§ **What to work on**:
Pull out every line of the material below that contains the string "teal". Case counts.

§ **Data provided**:
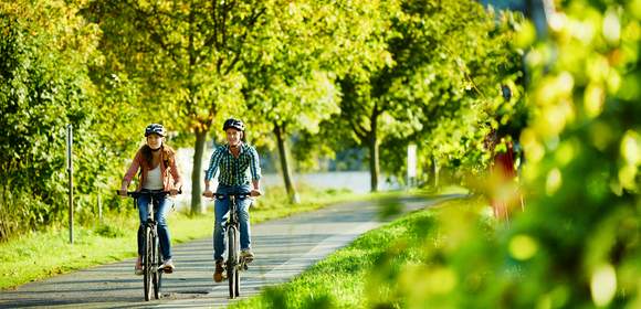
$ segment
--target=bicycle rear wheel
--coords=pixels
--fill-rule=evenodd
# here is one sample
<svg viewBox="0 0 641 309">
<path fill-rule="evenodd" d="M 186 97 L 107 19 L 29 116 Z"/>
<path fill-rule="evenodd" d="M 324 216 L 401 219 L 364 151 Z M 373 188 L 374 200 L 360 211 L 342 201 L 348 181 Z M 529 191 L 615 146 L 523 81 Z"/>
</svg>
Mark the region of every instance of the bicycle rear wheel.
<svg viewBox="0 0 641 309">
<path fill-rule="evenodd" d="M 228 245 L 228 257 L 227 257 L 227 280 L 229 283 L 229 297 L 231 299 L 238 296 L 238 239 L 237 239 L 237 230 L 235 226 L 230 226 L 227 230 L 227 245 Z"/>
<path fill-rule="evenodd" d="M 162 270 L 158 269 L 162 265 L 162 256 L 160 254 L 160 242 L 158 241 L 157 231 L 154 233 L 154 260 L 157 263 L 154 265 L 154 297 L 156 299 L 160 298 L 160 286 L 162 285 Z"/>
<path fill-rule="evenodd" d="M 151 299 L 151 276 L 153 276 L 153 268 L 151 264 L 154 264 L 154 246 L 153 246 L 153 235 L 151 235 L 151 227 L 145 227 L 145 257 L 144 257 L 144 265 L 143 265 L 143 285 L 145 286 L 145 300 L 149 301 Z"/>
</svg>

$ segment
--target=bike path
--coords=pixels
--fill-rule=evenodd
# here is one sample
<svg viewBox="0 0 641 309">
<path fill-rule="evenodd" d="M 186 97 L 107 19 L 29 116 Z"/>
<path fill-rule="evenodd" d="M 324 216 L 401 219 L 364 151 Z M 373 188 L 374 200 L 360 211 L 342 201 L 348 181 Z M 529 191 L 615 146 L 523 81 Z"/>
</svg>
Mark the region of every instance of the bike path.
<svg viewBox="0 0 641 309">
<path fill-rule="evenodd" d="M 241 274 L 240 299 L 288 281 L 389 221 L 379 217 L 382 205 L 397 203 L 404 213 L 461 196 L 341 203 L 254 224 L 252 247 L 256 259 Z M 159 300 L 144 301 L 141 276 L 134 275 L 135 259 L 126 259 L 0 291 L 0 308 L 219 308 L 235 301 L 229 299 L 227 281 L 213 283 L 211 237 L 175 245 L 172 251 L 176 271 L 164 275 Z"/>
</svg>

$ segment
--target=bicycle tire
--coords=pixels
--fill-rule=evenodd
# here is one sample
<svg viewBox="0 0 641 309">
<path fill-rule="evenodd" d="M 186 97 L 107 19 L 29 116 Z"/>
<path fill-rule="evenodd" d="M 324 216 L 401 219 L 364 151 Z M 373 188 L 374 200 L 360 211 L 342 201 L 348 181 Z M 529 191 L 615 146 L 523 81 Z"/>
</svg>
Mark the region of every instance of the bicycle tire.
<svg viewBox="0 0 641 309">
<path fill-rule="evenodd" d="M 234 271 L 234 277 L 235 277 L 235 296 L 239 297 L 240 296 L 240 234 L 239 231 L 234 228 L 234 235 L 235 235 L 235 248 L 237 248 L 237 266 L 233 268 Z"/>
<path fill-rule="evenodd" d="M 144 260 L 145 264 L 143 265 L 144 269 L 143 285 L 145 287 L 144 289 L 145 301 L 149 301 L 151 299 L 151 275 L 153 275 L 151 264 L 154 260 L 151 242 L 153 242 L 151 227 L 147 226 L 145 227 L 145 260 Z"/>
<path fill-rule="evenodd" d="M 234 299 L 237 297 L 237 264 L 238 264 L 238 246 L 235 226 L 230 226 L 227 230 L 228 236 L 228 257 L 227 257 L 227 280 L 229 283 L 229 297 Z"/>
<path fill-rule="evenodd" d="M 158 269 L 159 265 L 162 265 L 162 256 L 160 254 L 160 242 L 158 241 L 158 231 L 154 233 L 154 256 L 157 262 L 154 265 L 154 297 L 160 299 L 160 287 L 162 285 L 162 270 Z"/>
</svg>

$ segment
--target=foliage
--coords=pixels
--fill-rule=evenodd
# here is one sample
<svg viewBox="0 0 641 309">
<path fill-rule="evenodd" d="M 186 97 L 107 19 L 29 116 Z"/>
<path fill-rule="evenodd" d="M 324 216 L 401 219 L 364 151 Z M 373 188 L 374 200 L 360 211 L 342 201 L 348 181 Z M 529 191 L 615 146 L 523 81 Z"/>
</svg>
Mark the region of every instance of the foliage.
<svg viewBox="0 0 641 309">
<path fill-rule="evenodd" d="M 96 138 L 87 64 L 99 62 L 97 29 L 63 1 L 0 4 L 0 239 L 64 217 L 66 125 L 74 128 L 78 189 L 105 158 Z M 98 153 L 96 153 L 98 154 Z"/>
<path fill-rule="evenodd" d="M 508 124 L 522 106 L 519 55 L 509 45 L 514 15 L 496 17 L 475 1 L 397 6 L 379 36 L 390 55 L 386 65 L 340 79 L 341 117 L 327 125 L 351 128 L 338 138 L 367 145 L 370 161 L 380 145 L 383 170 L 401 179 L 409 143 L 419 146 L 421 174 L 434 157 L 479 168 L 486 122 Z M 507 102 L 502 84 L 513 88 Z M 370 163 L 372 173 L 377 164 Z"/>
<path fill-rule="evenodd" d="M 483 212 L 448 212 L 441 248 L 403 271 L 377 268 L 398 274 L 382 306 L 640 306 L 639 12 L 639 1 L 568 1 L 551 17 L 526 55 L 525 213 L 488 234 Z"/>
</svg>

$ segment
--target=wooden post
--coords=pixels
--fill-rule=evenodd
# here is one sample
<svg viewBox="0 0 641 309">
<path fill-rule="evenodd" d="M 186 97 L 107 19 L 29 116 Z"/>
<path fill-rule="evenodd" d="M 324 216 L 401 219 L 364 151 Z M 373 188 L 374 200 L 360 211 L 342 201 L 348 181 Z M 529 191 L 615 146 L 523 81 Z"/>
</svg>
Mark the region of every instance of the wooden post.
<svg viewBox="0 0 641 309">
<path fill-rule="evenodd" d="M 73 127 L 66 125 L 66 170 L 69 172 L 69 243 L 73 244 Z"/>
</svg>

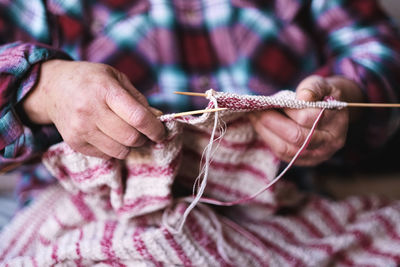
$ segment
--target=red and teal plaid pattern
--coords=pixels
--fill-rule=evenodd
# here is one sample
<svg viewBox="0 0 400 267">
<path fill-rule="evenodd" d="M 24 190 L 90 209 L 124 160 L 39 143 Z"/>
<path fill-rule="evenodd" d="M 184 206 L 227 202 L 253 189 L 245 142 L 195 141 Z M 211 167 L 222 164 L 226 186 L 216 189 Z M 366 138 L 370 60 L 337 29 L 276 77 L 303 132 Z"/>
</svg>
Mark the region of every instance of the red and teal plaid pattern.
<svg viewBox="0 0 400 267">
<path fill-rule="evenodd" d="M 368 101 L 399 96 L 400 41 L 373 0 L 0 0 L 0 40 L 1 166 L 59 141 L 16 112 L 51 58 L 110 64 L 164 112 L 206 104 L 172 91 L 270 95 L 314 73 L 356 81 Z M 397 115 L 366 113 L 360 145 L 383 143 Z"/>
</svg>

§ **Result**:
--target=red and teal plaid pattern
Mark the region of every instance of the red and teal plaid pattern.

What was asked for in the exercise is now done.